__PROBLEM__. Rewrite the listing below as a Markdown table with the columns Row and Line, where Row gives a running number and Line holds the text of each line, leaving out blank lines. Begin at the line that contains "Look at the image above and locate every fern-like" and stop after the line that contains "151,560 -> 738,851".
### TASK INPUTS ###
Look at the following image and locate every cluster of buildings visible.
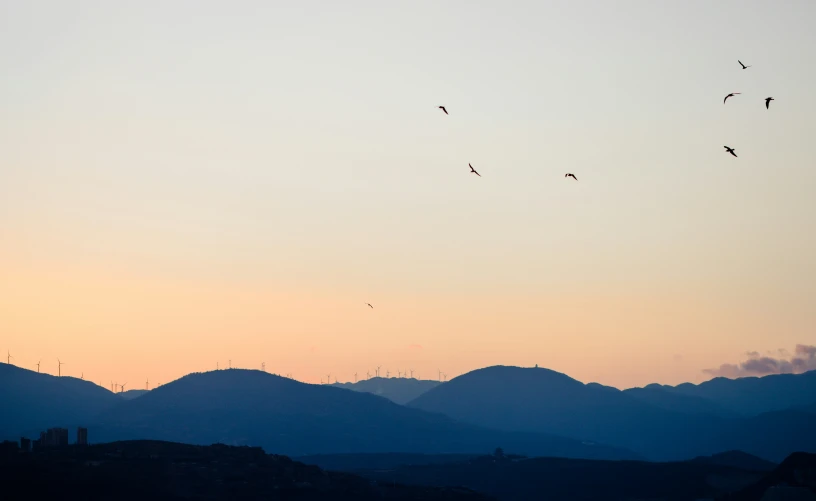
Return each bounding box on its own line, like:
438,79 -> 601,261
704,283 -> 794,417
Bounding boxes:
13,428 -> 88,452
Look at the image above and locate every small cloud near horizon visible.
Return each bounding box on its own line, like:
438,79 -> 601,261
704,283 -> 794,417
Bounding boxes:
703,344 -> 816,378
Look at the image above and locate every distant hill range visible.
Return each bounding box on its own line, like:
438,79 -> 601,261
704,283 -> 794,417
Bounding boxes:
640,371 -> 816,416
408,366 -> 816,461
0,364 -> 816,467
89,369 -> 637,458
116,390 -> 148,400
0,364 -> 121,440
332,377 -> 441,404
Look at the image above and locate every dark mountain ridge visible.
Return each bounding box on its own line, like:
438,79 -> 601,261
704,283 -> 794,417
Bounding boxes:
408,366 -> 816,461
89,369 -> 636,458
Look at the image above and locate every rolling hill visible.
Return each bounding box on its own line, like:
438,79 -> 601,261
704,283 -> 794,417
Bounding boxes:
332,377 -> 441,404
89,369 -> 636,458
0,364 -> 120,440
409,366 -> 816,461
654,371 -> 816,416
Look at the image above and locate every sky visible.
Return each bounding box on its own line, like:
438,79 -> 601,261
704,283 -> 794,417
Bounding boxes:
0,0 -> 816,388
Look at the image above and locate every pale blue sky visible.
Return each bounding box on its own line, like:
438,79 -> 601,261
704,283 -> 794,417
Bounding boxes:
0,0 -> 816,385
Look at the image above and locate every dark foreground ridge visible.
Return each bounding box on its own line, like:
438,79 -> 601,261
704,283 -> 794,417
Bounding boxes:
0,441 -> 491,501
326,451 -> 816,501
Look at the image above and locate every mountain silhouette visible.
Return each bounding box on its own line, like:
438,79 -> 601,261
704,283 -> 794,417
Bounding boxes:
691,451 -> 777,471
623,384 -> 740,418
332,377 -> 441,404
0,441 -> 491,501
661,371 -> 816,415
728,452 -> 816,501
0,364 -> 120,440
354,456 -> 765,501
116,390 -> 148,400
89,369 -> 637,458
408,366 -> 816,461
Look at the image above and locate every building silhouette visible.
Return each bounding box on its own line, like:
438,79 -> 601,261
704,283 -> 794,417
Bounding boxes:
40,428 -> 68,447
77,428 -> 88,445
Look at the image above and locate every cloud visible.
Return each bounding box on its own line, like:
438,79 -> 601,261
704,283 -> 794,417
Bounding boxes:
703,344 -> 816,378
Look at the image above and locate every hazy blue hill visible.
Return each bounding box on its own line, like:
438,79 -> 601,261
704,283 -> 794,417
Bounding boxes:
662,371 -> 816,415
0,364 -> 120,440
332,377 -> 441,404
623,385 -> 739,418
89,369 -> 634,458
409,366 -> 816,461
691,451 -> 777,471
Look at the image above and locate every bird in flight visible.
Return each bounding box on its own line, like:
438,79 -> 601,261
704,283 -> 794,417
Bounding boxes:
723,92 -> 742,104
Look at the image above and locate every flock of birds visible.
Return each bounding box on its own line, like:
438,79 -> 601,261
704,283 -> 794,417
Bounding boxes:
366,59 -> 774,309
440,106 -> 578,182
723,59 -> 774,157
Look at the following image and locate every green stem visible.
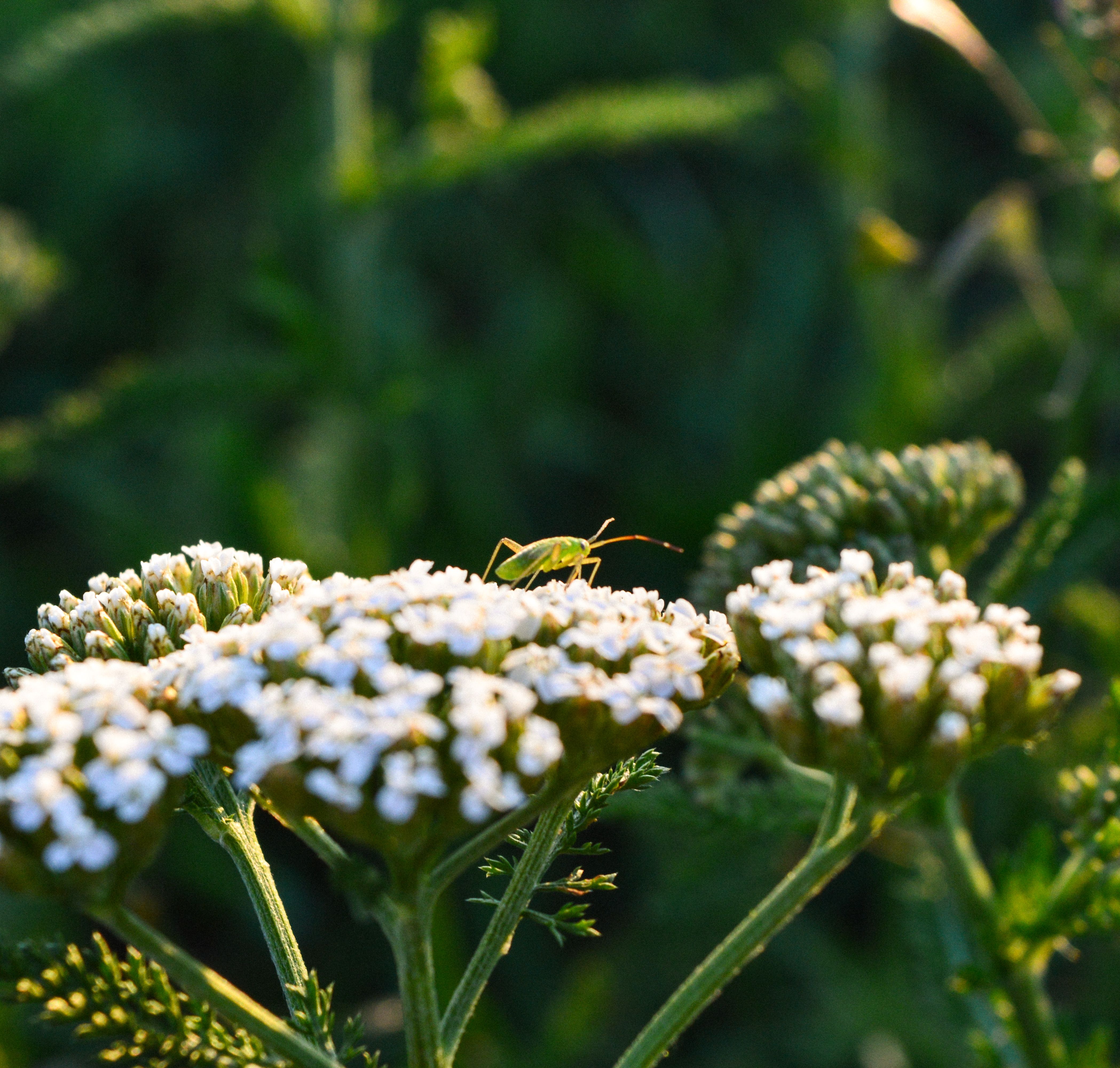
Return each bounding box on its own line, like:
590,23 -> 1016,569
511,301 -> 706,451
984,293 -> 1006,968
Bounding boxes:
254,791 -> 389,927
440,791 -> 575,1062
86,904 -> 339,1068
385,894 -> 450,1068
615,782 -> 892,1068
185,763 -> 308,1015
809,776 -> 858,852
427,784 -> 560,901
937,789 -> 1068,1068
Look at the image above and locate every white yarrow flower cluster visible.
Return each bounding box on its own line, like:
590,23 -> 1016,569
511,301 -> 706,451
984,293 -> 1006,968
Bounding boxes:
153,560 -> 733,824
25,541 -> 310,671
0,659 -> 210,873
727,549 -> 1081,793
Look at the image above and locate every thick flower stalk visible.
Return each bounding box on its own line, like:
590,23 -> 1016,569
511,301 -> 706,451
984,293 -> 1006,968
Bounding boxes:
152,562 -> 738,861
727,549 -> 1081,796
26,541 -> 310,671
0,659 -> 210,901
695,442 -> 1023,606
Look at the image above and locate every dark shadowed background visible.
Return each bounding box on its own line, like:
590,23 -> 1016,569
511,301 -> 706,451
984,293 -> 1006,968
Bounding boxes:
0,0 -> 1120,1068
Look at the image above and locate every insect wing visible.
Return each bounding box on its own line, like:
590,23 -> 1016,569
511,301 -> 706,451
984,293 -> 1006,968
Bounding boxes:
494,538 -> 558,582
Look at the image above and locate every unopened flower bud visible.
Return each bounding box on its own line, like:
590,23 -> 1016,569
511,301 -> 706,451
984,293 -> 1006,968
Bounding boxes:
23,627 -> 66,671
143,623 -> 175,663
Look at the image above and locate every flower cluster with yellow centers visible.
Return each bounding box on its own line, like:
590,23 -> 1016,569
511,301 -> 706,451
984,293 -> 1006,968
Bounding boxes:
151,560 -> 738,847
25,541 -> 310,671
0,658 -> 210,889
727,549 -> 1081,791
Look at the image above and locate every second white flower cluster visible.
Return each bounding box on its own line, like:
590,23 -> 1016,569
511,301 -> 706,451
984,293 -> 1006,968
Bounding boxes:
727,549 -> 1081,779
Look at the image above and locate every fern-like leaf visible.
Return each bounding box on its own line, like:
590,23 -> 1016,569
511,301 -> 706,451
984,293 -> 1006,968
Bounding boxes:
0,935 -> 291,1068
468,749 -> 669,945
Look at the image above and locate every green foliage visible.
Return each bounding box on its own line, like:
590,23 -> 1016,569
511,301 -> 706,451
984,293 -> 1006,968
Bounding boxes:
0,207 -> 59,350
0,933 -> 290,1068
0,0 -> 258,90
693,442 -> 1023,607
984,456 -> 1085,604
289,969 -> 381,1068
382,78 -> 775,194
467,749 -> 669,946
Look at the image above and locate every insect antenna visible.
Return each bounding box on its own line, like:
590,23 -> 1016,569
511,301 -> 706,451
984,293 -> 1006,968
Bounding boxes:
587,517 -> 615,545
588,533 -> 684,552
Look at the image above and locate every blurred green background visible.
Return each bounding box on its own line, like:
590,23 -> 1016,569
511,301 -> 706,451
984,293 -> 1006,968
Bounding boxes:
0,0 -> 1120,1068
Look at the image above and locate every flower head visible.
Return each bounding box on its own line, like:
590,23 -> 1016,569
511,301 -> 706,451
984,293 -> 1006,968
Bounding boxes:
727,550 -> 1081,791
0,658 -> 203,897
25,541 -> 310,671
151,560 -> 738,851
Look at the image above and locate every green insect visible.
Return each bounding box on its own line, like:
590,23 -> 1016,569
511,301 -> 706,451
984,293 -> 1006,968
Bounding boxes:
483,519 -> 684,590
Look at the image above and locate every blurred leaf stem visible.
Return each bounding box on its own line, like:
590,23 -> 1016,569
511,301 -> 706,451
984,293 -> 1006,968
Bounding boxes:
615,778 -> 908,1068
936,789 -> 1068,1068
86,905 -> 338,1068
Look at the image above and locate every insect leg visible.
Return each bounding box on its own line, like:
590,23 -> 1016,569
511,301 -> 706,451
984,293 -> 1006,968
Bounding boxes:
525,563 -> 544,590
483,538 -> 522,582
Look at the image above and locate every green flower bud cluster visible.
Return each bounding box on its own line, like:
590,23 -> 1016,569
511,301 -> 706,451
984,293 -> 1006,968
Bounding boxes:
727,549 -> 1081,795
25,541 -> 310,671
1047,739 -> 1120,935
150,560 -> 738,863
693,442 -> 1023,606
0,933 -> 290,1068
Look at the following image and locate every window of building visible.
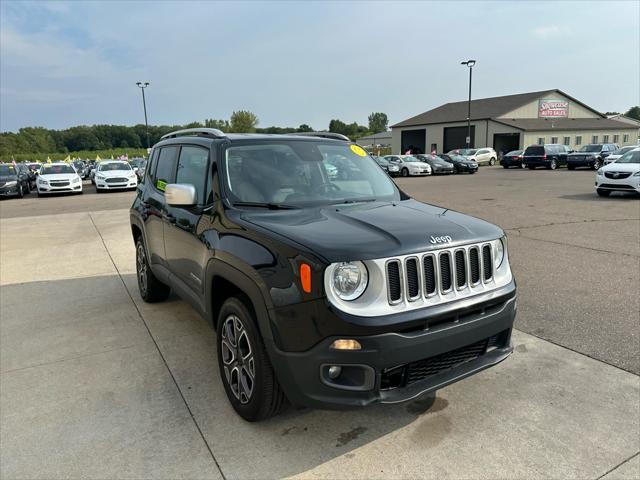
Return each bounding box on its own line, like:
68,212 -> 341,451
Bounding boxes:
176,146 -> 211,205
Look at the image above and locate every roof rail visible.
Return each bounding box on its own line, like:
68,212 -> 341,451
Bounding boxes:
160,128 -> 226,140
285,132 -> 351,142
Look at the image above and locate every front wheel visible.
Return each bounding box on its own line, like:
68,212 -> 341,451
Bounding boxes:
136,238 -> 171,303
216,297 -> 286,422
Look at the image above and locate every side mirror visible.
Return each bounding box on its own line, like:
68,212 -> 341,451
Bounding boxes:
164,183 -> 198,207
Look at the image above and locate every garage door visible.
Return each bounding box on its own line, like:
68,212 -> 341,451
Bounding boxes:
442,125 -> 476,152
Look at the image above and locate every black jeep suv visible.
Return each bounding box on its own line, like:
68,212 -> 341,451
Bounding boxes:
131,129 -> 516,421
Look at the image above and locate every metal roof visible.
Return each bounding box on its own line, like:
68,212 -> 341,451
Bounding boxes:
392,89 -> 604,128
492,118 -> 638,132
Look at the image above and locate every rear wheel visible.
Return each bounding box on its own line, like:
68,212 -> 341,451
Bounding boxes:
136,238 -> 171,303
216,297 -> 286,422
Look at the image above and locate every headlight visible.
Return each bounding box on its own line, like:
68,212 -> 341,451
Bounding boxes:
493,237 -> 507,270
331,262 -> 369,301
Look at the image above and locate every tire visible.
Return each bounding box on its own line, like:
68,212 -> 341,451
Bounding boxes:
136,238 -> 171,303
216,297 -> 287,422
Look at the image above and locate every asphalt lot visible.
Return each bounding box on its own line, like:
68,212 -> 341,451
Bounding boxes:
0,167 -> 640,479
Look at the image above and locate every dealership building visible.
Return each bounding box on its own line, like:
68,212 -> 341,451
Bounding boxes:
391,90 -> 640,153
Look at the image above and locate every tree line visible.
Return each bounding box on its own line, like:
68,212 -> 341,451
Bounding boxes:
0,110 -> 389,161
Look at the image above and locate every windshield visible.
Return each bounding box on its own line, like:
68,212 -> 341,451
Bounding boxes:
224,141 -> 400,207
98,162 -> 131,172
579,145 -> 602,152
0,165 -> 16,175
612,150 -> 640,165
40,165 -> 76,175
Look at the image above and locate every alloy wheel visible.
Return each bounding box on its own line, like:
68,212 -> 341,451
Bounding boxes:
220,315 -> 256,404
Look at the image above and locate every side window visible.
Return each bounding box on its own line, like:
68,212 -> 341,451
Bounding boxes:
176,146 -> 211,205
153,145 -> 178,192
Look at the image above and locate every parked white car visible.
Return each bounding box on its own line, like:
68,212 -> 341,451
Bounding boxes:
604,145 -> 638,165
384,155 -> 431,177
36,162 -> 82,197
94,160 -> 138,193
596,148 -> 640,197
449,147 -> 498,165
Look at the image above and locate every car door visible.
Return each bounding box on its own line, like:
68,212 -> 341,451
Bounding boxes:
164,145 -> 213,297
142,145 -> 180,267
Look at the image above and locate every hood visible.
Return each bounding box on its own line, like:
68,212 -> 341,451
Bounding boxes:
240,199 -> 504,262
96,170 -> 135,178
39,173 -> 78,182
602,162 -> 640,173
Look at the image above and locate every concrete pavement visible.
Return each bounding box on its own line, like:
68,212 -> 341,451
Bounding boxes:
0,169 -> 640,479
###
__EXPECTED ANSWER__.
| Row | Line |
|---|---|
| 1 | Look at the image above and locate every fern-like leaf visible. |
| 2 | Return each bounding box on its own line, like: |
| 3 | 590,23 -> 1016,569 |
| 4 | 511,301 -> 706,451 |
| 5 | 984,293 -> 1006,968 |
| 6 | Bounding boxes: |
| 7 | 0,935 -> 291,1068 |
| 8 | 468,749 -> 669,945 |
| 9 | Look at the image above and locate every green foliage visible. |
| 10 | Return each bounding box on its own line, like: |
| 11 | 590,23 -> 1016,569 |
| 12 | 511,301 -> 706,451 |
| 13 | 984,293 -> 1006,968 |
| 14 | Bounding boxes: |
| 15 | 0,207 -> 59,350 |
| 16 | 0,933 -> 290,1068 |
| 17 | 0,0 -> 258,90 |
| 18 | 693,442 -> 1023,607 |
| 19 | 984,456 -> 1085,604 |
| 20 | 289,969 -> 381,1068 |
| 21 | 382,78 -> 775,194 |
| 22 | 467,749 -> 669,946 |
| 23 | Look at the image above and locate every insect antenna visible. |
| 24 | Return each bounding box on its own line, like: |
| 25 | 590,23 -> 1016,569 |
| 26 | 511,301 -> 706,451 |
| 27 | 984,293 -> 1006,968 |
| 28 | Bounding boxes: |
| 29 | 587,517 -> 615,545 |
| 30 | 588,533 -> 684,552 |
| 31 | Look at the image above and locate every blurred green background visible. |
| 32 | Return each bounding box on its own line, like: |
| 33 | 590,23 -> 1016,569 |
| 34 | 511,301 -> 706,451 |
| 35 | 984,293 -> 1006,968 |
| 36 | Bounding boxes: |
| 37 | 0,0 -> 1120,1068 |
| 38 | Look at the image above and locate every flower head visible. |
| 39 | Return each bounding box on its own line, like: |
| 40 | 590,23 -> 1016,569 |
| 41 | 511,301 -> 706,451 |
| 42 | 984,293 -> 1006,968 |
| 43 | Bounding boxes: |
| 44 | 727,550 -> 1081,791 |
| 45 | 0,658 -> 203,897 |
| 46 | 25,541 -> 310,671 |
| 47 | 151,560 -> 738,851 |